* Records provided *
___
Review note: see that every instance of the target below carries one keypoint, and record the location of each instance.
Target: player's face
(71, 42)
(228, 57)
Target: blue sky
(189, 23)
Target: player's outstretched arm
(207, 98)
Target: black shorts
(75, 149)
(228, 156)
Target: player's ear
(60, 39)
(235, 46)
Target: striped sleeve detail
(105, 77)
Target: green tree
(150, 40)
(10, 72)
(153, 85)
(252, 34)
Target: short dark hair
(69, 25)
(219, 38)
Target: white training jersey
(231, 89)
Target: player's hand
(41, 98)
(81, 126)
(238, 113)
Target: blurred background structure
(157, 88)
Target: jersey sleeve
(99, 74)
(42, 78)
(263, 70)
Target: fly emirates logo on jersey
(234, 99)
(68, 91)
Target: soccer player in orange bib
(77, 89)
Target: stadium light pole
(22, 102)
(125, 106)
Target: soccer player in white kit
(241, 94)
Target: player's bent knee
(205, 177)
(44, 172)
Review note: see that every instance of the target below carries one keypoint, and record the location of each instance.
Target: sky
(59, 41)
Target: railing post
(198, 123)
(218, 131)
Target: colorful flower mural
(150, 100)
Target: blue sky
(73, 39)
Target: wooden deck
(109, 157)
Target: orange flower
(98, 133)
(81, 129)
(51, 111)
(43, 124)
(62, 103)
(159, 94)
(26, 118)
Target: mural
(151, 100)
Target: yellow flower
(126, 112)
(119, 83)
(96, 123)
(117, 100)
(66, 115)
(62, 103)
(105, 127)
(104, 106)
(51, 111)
___
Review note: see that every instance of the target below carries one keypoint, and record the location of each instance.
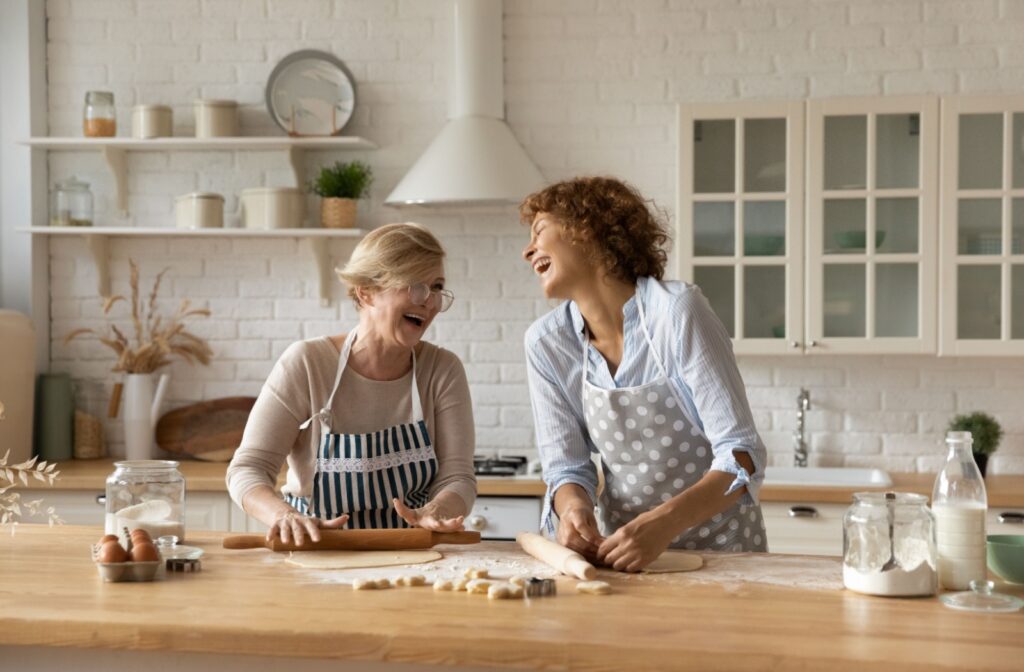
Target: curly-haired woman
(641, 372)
___
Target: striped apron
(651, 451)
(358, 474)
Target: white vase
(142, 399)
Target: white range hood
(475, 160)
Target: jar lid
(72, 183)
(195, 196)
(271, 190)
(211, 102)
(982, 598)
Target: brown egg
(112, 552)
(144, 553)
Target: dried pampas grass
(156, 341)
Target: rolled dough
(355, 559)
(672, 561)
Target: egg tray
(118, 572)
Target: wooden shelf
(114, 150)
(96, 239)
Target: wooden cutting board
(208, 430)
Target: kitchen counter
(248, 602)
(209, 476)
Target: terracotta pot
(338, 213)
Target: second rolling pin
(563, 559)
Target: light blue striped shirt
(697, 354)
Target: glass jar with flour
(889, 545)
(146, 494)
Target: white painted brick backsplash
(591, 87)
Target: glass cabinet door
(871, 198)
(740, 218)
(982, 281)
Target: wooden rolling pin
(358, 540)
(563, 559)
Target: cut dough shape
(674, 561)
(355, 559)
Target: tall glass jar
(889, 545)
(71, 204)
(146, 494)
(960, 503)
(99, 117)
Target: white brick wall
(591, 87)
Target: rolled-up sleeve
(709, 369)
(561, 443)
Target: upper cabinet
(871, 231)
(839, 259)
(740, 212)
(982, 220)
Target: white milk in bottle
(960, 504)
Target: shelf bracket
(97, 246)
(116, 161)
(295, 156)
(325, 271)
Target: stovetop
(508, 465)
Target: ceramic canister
___
* What to do *
Working from the data above, extract solely the lines from the one containing "Target: brown egg" through the one containing "Target: ceramic canister", exactly as they appear, both included.

* Answer below *
Target: brown egg
(112, 552)
(144, 553)
Target: dried pampas grass
(156, 341)
Target: rolled dough
(355, 559)
(672, 561)
Target: egg tray
(118, 572)
Target: wooden shelf
(114, 150)
(96, 239)
Target: wooden cutting board
(208, 430)
Target: kitchen counter
(248, 602)
(209, 476)
Target: terracotta pot
(338, 213)
Target: second rolling pin
(563, 559)
Target: light blue striped shirt
(697, 354)
Target: glass jar with flour
(889, 545)
(146, 494)
Target: white painted brick backsplash
(591, 87)
Target: glass cabinet door
(871, 198)
(740, 218)
(982, 281)
Target: wooden rolling pin
(358, 540)
(563, 559)
Target: cut dough shape
(674, 561)
(355, 559)
Target: tall glass jar
(889, 545)
(71, 204)
(146, 494)
(960, 503)
(99, 117)
Target: white brick wall
(591, 87)
Target: rolled-up sleeve
(709, 369)
(561, 443)
Target: upper cabinet
(871, 231)
(839, 259)
(740, 212)
(982, 220)
Target: white milk in bottle
(960, 504)
Target: shelf bracket
(97, 246)
(116, 161)
(295, 156)
(325, 271)
Target: stovetop
(508, 465)
Target: ceramic canister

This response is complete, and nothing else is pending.